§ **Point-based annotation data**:
__________________________________________________

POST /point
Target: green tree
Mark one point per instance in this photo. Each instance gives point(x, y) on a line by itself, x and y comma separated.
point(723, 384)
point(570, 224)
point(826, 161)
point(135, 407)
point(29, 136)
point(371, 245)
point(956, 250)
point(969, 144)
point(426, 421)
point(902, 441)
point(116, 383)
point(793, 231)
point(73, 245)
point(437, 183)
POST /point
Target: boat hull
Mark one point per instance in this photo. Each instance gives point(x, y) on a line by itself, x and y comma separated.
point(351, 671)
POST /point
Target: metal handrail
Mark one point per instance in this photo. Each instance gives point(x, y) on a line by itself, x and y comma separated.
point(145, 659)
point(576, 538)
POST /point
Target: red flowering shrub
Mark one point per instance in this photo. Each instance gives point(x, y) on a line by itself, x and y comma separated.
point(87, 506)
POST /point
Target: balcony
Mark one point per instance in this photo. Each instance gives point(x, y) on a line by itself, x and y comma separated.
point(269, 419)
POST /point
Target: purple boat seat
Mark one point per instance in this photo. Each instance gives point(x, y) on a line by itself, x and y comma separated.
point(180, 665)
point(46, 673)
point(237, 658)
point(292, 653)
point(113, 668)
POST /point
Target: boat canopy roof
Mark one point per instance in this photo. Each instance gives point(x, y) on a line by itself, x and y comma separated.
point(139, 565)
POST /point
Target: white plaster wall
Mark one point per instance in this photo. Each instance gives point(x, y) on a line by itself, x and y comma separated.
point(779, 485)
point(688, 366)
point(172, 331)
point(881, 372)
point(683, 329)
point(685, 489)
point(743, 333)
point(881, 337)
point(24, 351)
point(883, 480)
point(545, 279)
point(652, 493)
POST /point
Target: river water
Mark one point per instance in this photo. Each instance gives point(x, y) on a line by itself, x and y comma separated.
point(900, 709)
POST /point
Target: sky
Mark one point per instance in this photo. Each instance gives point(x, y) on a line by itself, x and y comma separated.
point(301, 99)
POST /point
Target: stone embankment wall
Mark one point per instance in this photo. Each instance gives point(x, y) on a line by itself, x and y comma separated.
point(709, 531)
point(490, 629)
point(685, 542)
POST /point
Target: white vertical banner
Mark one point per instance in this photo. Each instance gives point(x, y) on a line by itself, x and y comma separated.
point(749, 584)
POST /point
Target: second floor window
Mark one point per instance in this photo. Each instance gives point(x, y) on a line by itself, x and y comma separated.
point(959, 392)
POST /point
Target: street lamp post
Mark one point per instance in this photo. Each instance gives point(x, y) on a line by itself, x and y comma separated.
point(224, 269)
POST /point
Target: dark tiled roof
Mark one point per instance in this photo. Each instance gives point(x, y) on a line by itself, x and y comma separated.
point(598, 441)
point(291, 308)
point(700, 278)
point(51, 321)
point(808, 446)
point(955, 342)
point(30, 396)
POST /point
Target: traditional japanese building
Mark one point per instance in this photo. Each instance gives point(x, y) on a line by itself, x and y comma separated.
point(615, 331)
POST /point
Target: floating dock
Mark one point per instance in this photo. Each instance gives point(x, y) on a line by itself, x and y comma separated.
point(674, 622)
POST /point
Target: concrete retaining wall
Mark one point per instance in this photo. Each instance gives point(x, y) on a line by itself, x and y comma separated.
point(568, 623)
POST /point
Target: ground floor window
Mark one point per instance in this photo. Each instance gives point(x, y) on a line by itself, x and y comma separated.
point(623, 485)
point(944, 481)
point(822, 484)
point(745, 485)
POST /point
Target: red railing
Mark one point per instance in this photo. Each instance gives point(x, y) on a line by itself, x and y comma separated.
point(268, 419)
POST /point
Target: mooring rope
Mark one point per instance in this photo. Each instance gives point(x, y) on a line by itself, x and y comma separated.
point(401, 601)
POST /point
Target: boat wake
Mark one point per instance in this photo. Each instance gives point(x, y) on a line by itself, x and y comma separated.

__________________________________________________

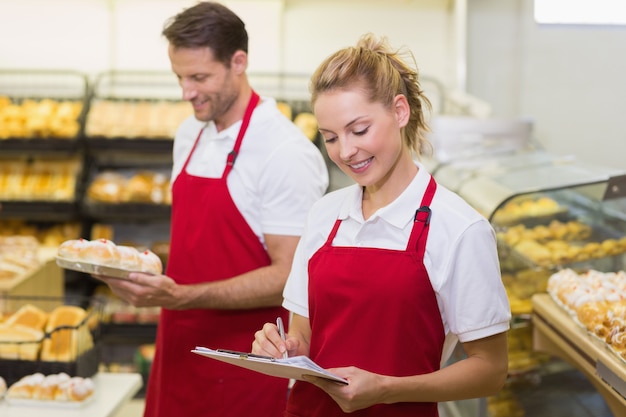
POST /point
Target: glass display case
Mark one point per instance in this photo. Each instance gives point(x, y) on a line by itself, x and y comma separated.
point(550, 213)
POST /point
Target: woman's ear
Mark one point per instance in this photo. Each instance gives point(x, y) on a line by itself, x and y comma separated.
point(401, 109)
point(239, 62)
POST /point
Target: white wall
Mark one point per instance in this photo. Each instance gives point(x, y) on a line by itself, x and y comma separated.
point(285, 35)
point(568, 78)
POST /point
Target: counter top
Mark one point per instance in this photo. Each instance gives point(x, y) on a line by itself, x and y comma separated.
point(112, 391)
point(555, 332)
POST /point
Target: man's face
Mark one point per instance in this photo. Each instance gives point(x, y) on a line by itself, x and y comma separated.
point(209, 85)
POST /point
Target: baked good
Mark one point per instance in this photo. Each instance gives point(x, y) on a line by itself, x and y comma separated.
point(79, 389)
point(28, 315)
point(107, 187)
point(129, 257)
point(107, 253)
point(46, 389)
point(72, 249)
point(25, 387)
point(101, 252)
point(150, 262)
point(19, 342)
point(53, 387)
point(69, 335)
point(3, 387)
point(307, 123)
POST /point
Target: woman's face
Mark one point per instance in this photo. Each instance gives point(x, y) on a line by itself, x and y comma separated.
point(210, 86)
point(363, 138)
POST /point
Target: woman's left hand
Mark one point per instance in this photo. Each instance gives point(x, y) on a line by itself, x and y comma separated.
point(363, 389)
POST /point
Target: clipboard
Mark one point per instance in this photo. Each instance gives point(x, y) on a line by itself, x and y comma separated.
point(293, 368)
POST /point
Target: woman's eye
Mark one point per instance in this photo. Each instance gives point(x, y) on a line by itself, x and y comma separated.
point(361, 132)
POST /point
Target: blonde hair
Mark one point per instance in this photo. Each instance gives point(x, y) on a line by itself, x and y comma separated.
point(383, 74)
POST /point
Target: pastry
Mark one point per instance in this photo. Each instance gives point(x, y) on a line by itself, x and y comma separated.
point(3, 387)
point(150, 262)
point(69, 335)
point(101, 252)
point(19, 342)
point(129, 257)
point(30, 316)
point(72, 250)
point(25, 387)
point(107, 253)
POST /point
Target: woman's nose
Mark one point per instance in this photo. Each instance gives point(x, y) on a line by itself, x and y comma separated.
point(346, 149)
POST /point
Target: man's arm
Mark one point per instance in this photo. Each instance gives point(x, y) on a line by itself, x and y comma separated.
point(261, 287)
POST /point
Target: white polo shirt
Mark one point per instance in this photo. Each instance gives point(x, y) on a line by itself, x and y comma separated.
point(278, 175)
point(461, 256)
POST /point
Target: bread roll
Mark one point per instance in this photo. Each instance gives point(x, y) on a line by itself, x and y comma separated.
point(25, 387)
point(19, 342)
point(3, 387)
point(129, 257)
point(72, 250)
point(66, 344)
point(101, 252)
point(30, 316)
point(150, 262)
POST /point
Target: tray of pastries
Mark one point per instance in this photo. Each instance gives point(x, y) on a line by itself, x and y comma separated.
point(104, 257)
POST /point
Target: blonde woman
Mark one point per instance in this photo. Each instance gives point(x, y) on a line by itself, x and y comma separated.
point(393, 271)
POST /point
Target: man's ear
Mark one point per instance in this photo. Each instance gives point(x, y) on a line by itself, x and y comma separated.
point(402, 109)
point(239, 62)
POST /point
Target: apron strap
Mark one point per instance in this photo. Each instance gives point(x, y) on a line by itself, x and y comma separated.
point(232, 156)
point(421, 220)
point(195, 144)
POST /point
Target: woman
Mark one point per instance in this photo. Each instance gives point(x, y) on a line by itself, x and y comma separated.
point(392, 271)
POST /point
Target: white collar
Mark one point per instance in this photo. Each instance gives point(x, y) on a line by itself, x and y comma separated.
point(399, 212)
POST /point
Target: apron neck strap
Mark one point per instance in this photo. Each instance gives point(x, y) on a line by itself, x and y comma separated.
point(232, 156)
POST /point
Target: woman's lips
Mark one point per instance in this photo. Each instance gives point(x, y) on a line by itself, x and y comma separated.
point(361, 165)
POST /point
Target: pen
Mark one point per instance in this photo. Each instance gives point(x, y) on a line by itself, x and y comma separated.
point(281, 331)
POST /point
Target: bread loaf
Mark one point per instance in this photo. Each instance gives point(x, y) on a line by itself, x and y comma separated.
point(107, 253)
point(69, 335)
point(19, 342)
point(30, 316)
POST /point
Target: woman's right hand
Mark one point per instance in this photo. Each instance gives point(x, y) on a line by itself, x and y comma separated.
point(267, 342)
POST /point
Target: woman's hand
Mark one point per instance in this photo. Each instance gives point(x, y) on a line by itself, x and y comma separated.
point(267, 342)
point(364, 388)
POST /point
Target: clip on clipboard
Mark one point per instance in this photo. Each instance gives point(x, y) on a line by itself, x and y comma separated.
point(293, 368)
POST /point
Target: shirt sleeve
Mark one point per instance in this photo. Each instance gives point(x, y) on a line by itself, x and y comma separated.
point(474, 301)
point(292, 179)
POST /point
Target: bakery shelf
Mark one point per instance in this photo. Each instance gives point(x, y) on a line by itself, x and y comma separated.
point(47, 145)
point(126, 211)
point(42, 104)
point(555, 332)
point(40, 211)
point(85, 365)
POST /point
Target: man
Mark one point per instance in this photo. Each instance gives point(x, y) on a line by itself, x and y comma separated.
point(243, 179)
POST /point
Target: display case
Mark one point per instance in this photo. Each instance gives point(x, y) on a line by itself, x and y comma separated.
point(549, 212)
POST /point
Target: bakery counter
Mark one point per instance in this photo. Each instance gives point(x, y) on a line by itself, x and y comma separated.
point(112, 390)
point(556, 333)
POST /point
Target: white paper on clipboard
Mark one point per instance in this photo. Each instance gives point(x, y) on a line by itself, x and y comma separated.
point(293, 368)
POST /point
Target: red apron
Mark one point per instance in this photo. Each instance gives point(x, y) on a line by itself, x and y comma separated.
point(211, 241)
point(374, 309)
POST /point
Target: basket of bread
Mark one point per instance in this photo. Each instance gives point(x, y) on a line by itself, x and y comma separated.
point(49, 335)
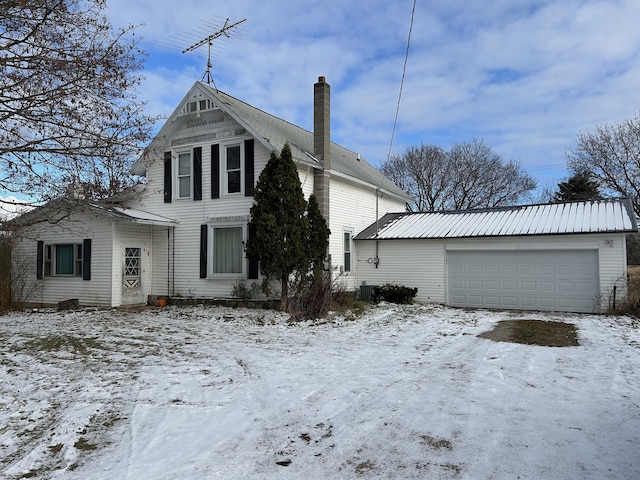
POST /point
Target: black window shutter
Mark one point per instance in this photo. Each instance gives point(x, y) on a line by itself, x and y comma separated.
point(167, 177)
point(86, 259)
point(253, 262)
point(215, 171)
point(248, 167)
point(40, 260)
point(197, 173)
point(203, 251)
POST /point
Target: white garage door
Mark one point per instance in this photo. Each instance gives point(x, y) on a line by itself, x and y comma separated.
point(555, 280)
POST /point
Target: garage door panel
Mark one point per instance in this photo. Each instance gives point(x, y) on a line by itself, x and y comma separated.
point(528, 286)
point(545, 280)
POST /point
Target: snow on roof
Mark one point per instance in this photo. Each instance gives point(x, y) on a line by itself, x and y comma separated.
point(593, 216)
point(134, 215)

__________________________________________________

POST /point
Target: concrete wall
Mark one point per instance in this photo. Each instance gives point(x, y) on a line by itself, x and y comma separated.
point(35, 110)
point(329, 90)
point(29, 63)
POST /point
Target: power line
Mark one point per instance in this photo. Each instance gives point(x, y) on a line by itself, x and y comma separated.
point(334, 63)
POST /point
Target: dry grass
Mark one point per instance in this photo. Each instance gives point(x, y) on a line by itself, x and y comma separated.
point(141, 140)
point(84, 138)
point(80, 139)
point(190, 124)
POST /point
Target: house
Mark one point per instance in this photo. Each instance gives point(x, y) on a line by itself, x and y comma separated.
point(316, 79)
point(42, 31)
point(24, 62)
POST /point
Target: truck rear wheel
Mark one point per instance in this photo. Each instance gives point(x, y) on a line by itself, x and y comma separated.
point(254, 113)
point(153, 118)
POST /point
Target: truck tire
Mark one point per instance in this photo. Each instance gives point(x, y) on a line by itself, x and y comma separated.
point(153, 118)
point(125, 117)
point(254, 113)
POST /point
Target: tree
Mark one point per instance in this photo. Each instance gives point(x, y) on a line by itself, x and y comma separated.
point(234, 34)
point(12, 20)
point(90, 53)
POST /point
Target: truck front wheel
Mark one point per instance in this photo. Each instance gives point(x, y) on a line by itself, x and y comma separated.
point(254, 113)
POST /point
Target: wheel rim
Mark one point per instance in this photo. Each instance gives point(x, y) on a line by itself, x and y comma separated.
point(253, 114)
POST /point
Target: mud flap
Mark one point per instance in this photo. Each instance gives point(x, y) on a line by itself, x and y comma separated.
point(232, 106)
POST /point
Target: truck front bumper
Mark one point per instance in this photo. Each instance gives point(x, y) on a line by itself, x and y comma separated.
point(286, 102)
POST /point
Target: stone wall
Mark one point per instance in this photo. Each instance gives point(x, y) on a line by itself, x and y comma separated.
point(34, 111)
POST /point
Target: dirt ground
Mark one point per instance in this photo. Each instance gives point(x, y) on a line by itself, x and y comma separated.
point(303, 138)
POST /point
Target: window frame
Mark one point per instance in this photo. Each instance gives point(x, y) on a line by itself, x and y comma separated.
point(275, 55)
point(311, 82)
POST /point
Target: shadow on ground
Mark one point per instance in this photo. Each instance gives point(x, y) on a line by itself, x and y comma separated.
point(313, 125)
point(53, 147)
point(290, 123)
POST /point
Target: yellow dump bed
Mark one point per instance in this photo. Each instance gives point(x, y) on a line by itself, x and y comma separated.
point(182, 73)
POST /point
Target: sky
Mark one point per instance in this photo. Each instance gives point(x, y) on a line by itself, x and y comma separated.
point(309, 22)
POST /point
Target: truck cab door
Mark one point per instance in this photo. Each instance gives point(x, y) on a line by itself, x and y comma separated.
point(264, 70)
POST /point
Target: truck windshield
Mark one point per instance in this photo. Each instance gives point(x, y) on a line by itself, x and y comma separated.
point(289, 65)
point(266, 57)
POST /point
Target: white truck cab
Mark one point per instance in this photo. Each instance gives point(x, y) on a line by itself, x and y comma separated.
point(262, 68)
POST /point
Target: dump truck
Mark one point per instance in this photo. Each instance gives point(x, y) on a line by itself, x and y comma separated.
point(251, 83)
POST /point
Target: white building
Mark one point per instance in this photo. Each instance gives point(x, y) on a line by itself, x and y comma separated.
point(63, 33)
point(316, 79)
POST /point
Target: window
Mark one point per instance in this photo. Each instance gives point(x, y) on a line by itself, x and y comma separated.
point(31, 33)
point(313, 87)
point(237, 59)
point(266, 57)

__________________________________________________

Collect every line from the rows above that contains the word "boat".

§ **The response**:
Target: boat hull
Target: purple boat seat
Target: boat canopy roof
Target: boat wake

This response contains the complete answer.